Which of the lines below contain the string "Target"? Case counts; find each such line and copy it out.

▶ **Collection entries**
========

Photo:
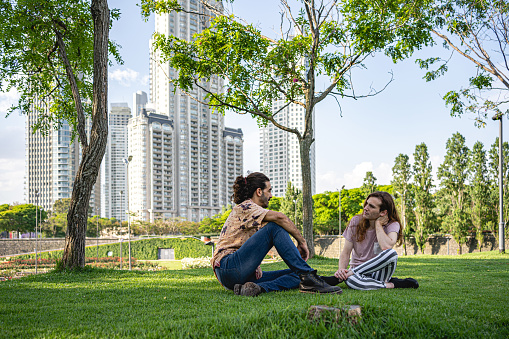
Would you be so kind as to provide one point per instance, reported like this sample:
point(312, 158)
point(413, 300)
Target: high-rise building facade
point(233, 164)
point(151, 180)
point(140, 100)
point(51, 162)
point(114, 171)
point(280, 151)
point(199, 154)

========

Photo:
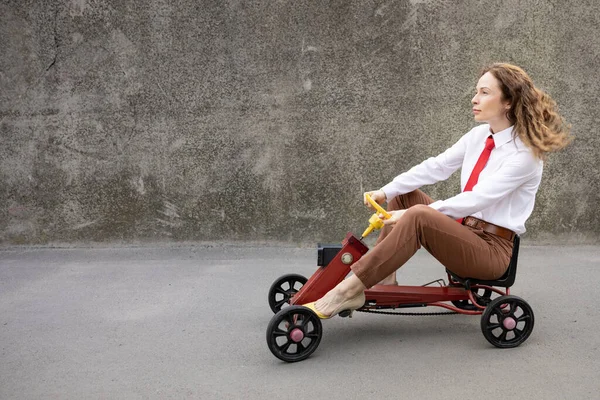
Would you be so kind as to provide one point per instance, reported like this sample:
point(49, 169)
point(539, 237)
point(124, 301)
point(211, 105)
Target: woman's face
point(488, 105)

========

▶ **WORKED SOLUTION**
Target: high-rise building facade
Target: woman's face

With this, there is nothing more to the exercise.